Count the lines in the entries below that contain the string "bike", with case counting, and give only the number.

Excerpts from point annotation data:
══════

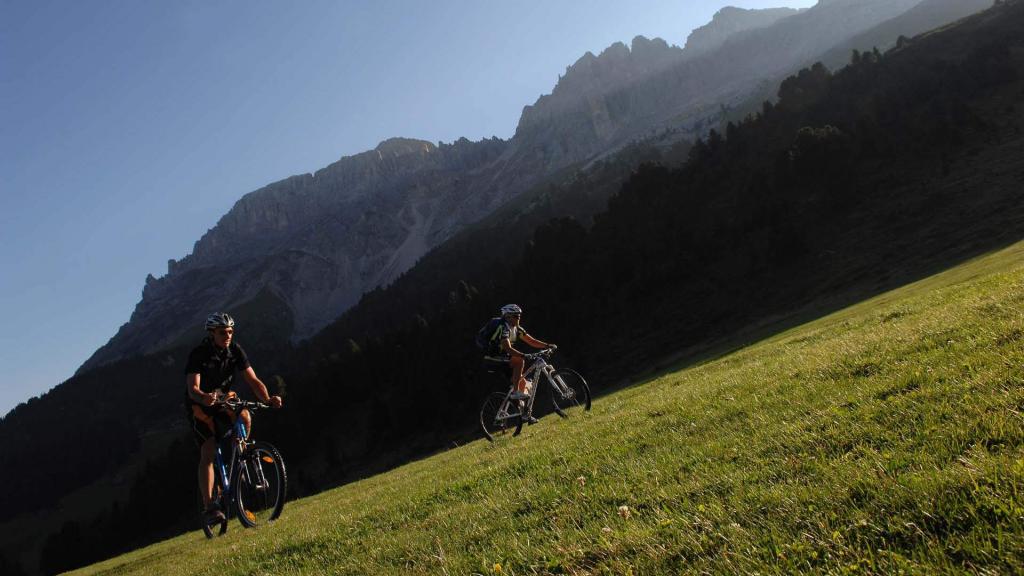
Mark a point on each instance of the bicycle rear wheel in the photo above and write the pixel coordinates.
(261, 485)
(568, 392)
(500, 416)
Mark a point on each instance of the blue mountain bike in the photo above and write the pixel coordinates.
(251, 481)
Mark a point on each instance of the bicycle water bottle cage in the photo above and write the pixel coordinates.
(240, 428)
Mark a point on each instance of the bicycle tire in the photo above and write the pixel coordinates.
(494, 422)
(260, 485)
(579, 398)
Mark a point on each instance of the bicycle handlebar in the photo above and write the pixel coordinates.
(546, 353)
(237, 403)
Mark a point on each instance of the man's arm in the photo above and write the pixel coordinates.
(259, 388)
(507, 348)
(532, 341)
(197, 394)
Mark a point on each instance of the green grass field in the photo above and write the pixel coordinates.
(884, 439)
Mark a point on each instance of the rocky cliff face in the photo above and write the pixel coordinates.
(317, 242)
(727, 23)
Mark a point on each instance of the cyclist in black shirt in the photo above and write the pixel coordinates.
(209, 375)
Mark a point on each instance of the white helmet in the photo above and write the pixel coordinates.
(511, 310)
(219, 320)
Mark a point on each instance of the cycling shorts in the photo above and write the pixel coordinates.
(209, 422)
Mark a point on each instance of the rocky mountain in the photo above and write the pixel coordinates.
(317, 242)
(298, 247)
(727, 23)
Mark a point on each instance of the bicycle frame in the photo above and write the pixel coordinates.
(538, 368)
(226, 471)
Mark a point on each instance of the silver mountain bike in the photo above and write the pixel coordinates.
(568, 391)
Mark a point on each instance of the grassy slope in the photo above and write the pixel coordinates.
(886, 437)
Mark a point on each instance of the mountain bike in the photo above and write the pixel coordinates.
(251, 482)
(502, 415)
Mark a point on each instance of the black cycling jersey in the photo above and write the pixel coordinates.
(215, 366)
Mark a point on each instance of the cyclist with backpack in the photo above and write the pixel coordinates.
(499, 337)
(209, 374)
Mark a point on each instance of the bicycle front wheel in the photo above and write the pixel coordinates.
(261, 485)
(568, 392)
(500, 416)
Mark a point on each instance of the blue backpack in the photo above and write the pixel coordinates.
(486, 335)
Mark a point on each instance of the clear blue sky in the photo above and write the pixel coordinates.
(127, 128)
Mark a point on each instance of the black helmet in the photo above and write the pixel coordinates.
(219, 320)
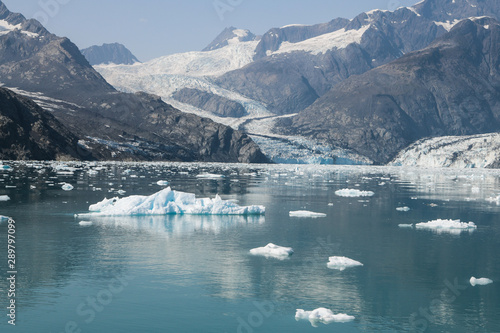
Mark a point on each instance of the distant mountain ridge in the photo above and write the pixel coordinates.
(120, 126)
(114, 53)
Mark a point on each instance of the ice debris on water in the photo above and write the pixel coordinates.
(167, 202)
(341, 263)
(350, 193)
(305, 213)
(273, 251)
(480, 282)
(67, 187)
(449, 226)
(322, 315)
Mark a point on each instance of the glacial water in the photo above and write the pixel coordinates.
(195, 273)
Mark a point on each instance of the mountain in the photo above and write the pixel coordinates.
(27, 132)
(474, 151)
(52, 71)
(451, 87)
(109, 54)
(228, 36)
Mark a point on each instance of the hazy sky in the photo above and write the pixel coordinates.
(153, 28)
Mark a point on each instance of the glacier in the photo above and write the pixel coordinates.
(168, 202)
(341, 263)
(322, 315)
(273, 251)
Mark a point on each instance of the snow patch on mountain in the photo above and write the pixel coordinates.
(339, 39)
(476, 151)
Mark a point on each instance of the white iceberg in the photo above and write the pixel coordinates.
(305, 213)
(67, 187)
(85, 223)
(341, 263)
(480, 282)
(350, 193)
(210, 176)
(448, 226)
(322, 315)
(168, 202)
(272, 250)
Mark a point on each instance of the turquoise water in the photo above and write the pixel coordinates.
(195, 273)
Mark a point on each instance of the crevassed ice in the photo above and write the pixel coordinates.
(272, 250)
(322, 315)
(168, 201)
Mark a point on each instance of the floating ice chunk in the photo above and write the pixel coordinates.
(272, 250)
(305, 213)
(210, 176)
(322, 315)
(480, 282)
(350, 193)
(341, 263)
(448, 226)
(67, 187)
(170, 202)
(85, 223)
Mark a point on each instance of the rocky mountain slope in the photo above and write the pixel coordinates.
(53, 72)
(475, 151)
(106, 54)
(452, 87)
(27, 132)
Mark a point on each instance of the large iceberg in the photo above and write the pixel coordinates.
(168, 202)
(322, 315)
(341, 263)
(352, 193)
(272, 250)
(448, 226)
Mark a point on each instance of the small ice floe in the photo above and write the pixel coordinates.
(210, 176)
(85, 223)
(341, 263)
(273, 251)
(350, 193)
(448, 226)
(168, 202)
(305, 213)
(480, 282)
(67, 187)
(322, 315)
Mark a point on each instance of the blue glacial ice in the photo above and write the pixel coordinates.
(168, 202)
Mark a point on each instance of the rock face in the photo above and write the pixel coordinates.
(475, 151)
(27, 132)
(114, 53)
(230, 35)
(289, 73)
(452, 87)
(218, 105)
(56, 75)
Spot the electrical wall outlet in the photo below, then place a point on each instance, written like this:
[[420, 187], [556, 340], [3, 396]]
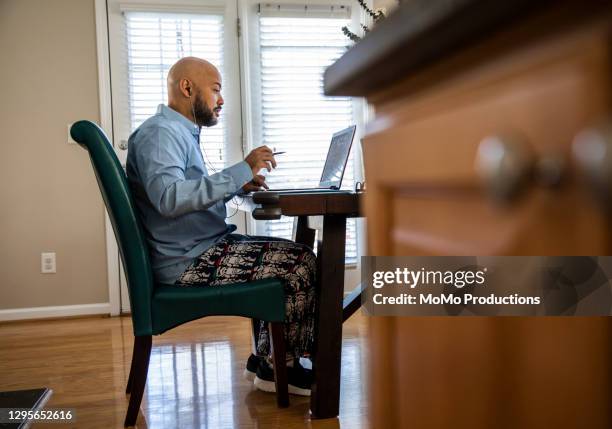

══════

# [Output below]
3